What you will do:
Please copy each of the entries below word for word, keeping every line unchanged.

*** Data provided

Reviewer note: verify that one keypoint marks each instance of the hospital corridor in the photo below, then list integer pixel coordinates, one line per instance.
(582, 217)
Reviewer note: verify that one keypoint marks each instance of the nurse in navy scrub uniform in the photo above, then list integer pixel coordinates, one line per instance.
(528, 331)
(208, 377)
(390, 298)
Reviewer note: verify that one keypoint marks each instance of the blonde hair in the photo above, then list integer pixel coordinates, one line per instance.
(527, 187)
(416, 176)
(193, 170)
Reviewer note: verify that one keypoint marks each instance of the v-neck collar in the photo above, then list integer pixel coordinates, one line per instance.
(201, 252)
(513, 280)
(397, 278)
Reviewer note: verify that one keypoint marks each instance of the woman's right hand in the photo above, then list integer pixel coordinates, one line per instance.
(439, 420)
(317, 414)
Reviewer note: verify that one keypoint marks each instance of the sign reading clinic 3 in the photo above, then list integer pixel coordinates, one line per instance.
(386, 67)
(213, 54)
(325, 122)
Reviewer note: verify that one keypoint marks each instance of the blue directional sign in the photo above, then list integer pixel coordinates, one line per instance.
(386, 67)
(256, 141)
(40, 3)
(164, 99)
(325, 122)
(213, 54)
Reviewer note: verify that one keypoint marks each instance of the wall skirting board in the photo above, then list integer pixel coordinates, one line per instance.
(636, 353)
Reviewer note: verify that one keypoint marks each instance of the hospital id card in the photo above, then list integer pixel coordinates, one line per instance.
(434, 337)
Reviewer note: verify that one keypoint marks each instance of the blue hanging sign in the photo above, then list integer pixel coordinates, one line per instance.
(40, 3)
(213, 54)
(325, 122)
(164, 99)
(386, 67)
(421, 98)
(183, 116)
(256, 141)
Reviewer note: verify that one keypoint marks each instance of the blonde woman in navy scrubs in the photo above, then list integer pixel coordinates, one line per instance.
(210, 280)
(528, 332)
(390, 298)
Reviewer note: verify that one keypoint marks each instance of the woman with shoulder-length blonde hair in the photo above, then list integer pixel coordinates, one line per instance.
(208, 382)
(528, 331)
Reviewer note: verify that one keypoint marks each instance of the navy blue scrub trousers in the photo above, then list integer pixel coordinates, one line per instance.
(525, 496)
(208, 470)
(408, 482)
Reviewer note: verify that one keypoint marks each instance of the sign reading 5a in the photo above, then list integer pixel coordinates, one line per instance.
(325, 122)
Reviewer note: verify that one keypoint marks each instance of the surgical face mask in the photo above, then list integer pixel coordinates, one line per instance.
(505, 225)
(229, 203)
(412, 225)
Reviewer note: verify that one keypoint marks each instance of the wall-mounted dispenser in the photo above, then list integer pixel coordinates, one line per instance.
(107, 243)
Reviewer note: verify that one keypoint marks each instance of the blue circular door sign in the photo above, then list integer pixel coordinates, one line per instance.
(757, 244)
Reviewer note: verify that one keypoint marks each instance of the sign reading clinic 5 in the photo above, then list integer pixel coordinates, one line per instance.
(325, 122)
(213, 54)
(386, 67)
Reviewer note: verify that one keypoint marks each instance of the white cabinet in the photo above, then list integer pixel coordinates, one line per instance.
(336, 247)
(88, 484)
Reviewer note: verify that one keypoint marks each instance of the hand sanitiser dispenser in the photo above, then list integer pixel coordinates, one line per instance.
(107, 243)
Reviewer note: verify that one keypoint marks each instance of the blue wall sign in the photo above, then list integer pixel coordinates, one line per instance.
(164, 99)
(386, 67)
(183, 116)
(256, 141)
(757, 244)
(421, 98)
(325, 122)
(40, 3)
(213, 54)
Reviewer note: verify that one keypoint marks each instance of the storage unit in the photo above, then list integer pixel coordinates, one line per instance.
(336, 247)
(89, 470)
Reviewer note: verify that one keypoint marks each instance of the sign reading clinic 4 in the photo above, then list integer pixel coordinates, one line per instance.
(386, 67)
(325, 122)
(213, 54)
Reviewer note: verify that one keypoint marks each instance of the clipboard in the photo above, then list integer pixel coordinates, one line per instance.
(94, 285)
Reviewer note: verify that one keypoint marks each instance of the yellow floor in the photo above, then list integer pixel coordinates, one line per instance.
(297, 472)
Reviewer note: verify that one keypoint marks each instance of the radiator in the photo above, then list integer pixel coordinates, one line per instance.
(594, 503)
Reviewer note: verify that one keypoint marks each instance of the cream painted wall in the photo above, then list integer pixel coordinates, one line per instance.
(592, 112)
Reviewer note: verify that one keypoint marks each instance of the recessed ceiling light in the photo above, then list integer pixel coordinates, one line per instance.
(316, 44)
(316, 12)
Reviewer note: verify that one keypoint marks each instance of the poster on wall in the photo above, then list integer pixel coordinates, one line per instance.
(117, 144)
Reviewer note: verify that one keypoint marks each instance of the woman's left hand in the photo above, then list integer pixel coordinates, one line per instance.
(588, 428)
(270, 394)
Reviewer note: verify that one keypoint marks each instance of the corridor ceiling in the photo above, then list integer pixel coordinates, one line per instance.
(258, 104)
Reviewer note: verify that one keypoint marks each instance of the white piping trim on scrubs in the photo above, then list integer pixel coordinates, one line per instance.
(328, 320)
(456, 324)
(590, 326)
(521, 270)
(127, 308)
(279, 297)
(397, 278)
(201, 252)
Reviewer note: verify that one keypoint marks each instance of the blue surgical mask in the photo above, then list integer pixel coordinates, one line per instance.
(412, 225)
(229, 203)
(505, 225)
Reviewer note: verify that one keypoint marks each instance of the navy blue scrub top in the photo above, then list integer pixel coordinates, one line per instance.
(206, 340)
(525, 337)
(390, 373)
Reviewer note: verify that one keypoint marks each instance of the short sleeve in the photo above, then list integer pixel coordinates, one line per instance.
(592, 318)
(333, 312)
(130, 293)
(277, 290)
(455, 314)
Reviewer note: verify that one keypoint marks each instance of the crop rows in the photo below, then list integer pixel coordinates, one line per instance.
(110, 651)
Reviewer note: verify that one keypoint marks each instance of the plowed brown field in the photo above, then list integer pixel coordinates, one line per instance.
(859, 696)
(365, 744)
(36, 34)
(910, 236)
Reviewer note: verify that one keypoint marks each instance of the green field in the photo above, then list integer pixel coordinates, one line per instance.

******

Response to the exercise:
Reviewer note: verify that one keypoint marks each instance of the hospital corridor in the photo below, then list integer pixel coordinates, one line per instance.
(582, 217)
Reviewer note: verify that one keypoint marks each instance of the nurse in navy scrub uniform in the photo above, then list integer pixel coordinates, one line per instance.
(528, 331)
(208, 377)
(390, 298)
Reviewer note: verify that one keypoint marks each instance of the blonde hair in the photo above, then list integer pixel coordinates, one line per instance.
(527, 187)
(416, 176)
(193, 170)
Reviewer note: verify that one keypoint marks each instance of the v-neck collar in the photo above, then list integer pixel coordinates, one line per instance.
(201, 252)
(513, 280)
(397, 278)
Reviewer note: verify that one keypoint marks each instance of the woman's right hand in the photo above, then list integer pixel coordinates, one line per instance.
(439, 420)
(317, 414)
Reviewer note: verify that one keypoint marks each instance of the sign reading clinic 3 in the photo above, then list integer pixel coordinates, one line per instance.
(386, 67)
(213, 54)
(325, 122)
Reviewer note: verify that one keypoint marks each instance of the blue directional sign in the photo above, then list integer pixel coordinates, one line per instance.
(386, 67)
(256, 141)
(40, 3)
(164, 99)
(325, 122)
(213, 54)
Reviewer note: verify that one keypoint marks each instance of the wall skirting board in the photo above, then list integer pixel coordinates, one line per instance.
(636, 353)
Reviewer note: verify that one keypoint marks each instance of the hospital id card in the photo above, then list integer pixel coordinates, one line per instance.
(434, 337)
Reviewer note: verify that one keypoint marks each instance of the blue hanging sign in the photo above, then list integer pixel coordinates, one line per instance.
(40, 3)
(213, 54)
(325, 122)
(164, 99)
(386, 67)
(421, 98)
(183, 116)
(256, 141)
Reviewer note: verify that one keypoint marks each instance of the blonde woman in navy scrubs in the photo above, then list integer pixel coordinates, one line per instance.
(210, 280)
(528, 332)
(390, 298)
Reviewer note: verify that one keypoint marks each instance of the woman with shoulder-length blonde hair in the photo above, then list integer pixel coordinates, one line per instance.
(208, 382)
(528, 331)
Reviewer note: verify that one keypoint marks each instance of the navy blue scrub trousers in the photo above, then list integer pixel coordinates, one line per instance.
(525, 496)
(208, 470)
(408, 482)
Reviewer note: verify that one keypoint marks each instance of the sign reading 5a in the photo above, then list integer pixel coordinates, one line per instance.
(325, 122)
Reviewer note: verify that one keypoint marks each instance of the surgical face mask in the photo above, then list integer pixel coordinates, one line per instance.
(505, 225)
(229, 203)
(412, 225)
Reviewer note: verify that one keypoint marks each instance of the wall-mounted dispenser in the photo above, then list integer pixel coordinates, one line per instance.
(107, 243)
Reviewer note: verify that one keypoint marks each instance of the blue circular door sign in the photo above, then list integer pixel coordinates, one line per instance.
(757, 244)
Reviewer note: verify that one keypoint marks each instance of the sign reading clinic 5 in the photo above, then list integer pixel coordinates, one line per instance.
(325, 122)
(213, 54)
(386, 67)
Reviewer note: verify that one keypoint marks each instance of the white cabinet in the photo above, then list integer pixel coordinates, one line per instance.
(336, 247)
(88, 484)
Reviewer note: verify that one keypoint marks each instance of the hand sanitiser dispenser in the photo above, then list integer pixel coordinates, one line per instance.
(107, 243)
Reviewer note: verify that one keypoint marks each instance of the blue wall sign in the photo above, then list integer pixel coordinates, one line per instance.
(164, 99)
(386, 67)
(183, 116)
(256, 141)
(757, 244)
(421, 98)
(325, 122)
(40, 3)
(213, 54)
Reviewer note: verify that one keypoint marks each instance of the storage unit in the photo above, then list integer pixel coordinates, one line per instance.
(336, 247)
(89, 470)
Reviewer note: verify that one keypoint marks each instance of the sign reading clinic 4 in the photo above, then list integer pixel coordinates, one line per instance.
(386, 67)
(325, 122)
(213, 54)
Reviewer note: verify that one keypoint marks each instance of the clipboard in the photo above, then list integer pixel coordinates, one line per instance.
(94, 285)
Reviewer note: verify that one keypoint marks each instance of the yellow floor in the photo above, then list integer pixel coordinates, one line per instance.
(297, 472)
Reviewer note: verify that one keypoint marks each instance of the radiator in the photo above, then list integer pixel coordinates, one line per instance.
(594, 503)
Reviewer note: verify that one keypoint marks each instance of the cream painted wall in the photo above, then list integer pixel coordinates, one line per instance.
(592, 112)
Reviewer note: verify that one keypoint marks each instance of the recessed ceiling light in the photo above, then list integer pixel coordinates, one line per instance.
(316, 44)
(316, 12)
Reviewer note: verify that one keypoint marks each instance of the poster on wall in the photo above, then list integer pixel coordinates, one line per instance.
(117, 144)
Reviewer note: verify that one keypoint marks each instance of the woman's left hand in the photo above, then list integer pixel coordinates, one line per instance.
(588, 428)
(270, 394)
Reviewer note: verify that one keypoint marks each instance of the corridor ceiling in the photo above, then list integer pixel coordinates, one line per instance.
(258, 104)
Reviewer note: verify that one keypoint marks each instance of the white piping trim on scrubs in the photo above, then list integer pixel coordinates, one line per instance.
(328, 320)
(456, 324)
(590, 326)
(521, 270)
(127, 308)
(279, 297)
(397, 278)
(201, 252)
Reviewer note: verify that one keypoint marks each instance of the blue surgical mask in the photo above, then list integer pixel coordinates, one line per instance.
(412, 225)
(229, 203)
(505, 225)
Reviewer note: verify that one keypoint marks each instance of the navy blue scrub top in the photo above, then list integer pixel coordinates, one line per instance.
(206, 340)
(525, 337)
(390, 373)
Reviewer note: verify that one keypoint marks each instance of the short sleeve in the photo above, then list integer pixel coordinates, one line per instance.
(592, 318)
(333, 312)
(130, 293)
(277, 290)
(455, 314)
Reviewer note: verify that one keypoint marks each instance of the crop rows in the photo below, then list integer pixel coordinates, one line per instance.
(110, 651)
Reviewer note: verify that one keypoint marks each instance of the plowed brown field in the photo above, then list integer pixel coordinates, one line per instance.
(859, 696)
(365, 744)
(36, 34)
(910, 236)
Reviewer note: verify that one keypoint marks each instance of the green field in the photo above, then list integer pixel coordinates, one line per instance.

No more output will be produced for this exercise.